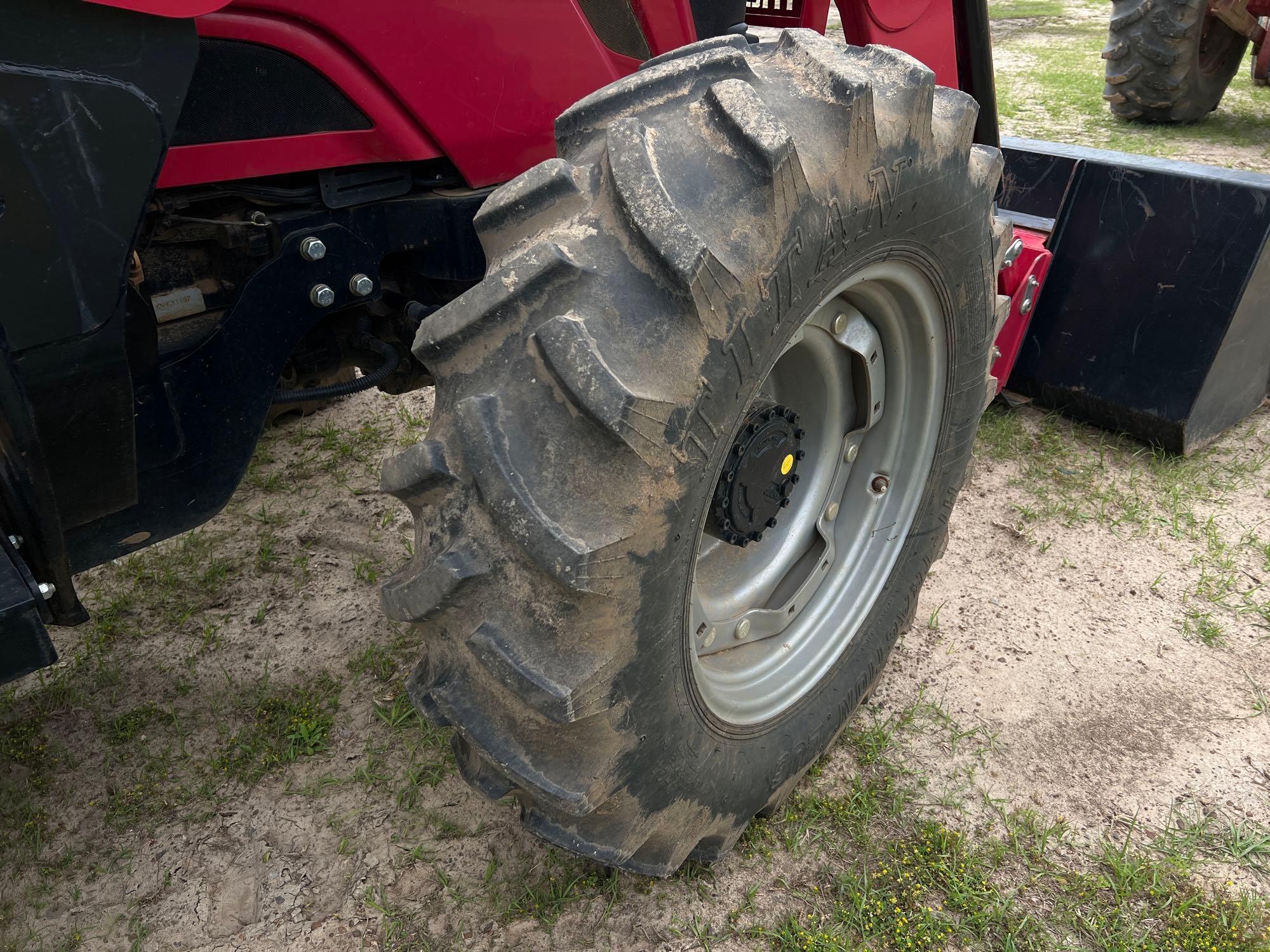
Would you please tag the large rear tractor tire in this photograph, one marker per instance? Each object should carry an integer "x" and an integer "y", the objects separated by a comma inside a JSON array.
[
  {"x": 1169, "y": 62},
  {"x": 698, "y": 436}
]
★ ★ ★ ★ ★ ★ ★
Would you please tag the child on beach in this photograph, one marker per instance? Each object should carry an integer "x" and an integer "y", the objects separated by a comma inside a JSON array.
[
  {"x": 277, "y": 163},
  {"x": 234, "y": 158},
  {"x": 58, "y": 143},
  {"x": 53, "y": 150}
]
★ ★ ★ ★ ★ ★ ★
### WHAT THE TASK REQUIRES
Show every line of the material above that contains the string "Would", matching case exactly.

### THE ANSWER
Would you please tag the large rear tractor tire in this photograph, one marker per instance? Each object should carry an integer "x" and an integer "y", the objects separated by a comma inside a JSON array.
Would you please tag the child on beach in this photograph, one marker per instance? Each object should carry an integer "x" and an integer "y", the objects separated by a comma inside a JSON array.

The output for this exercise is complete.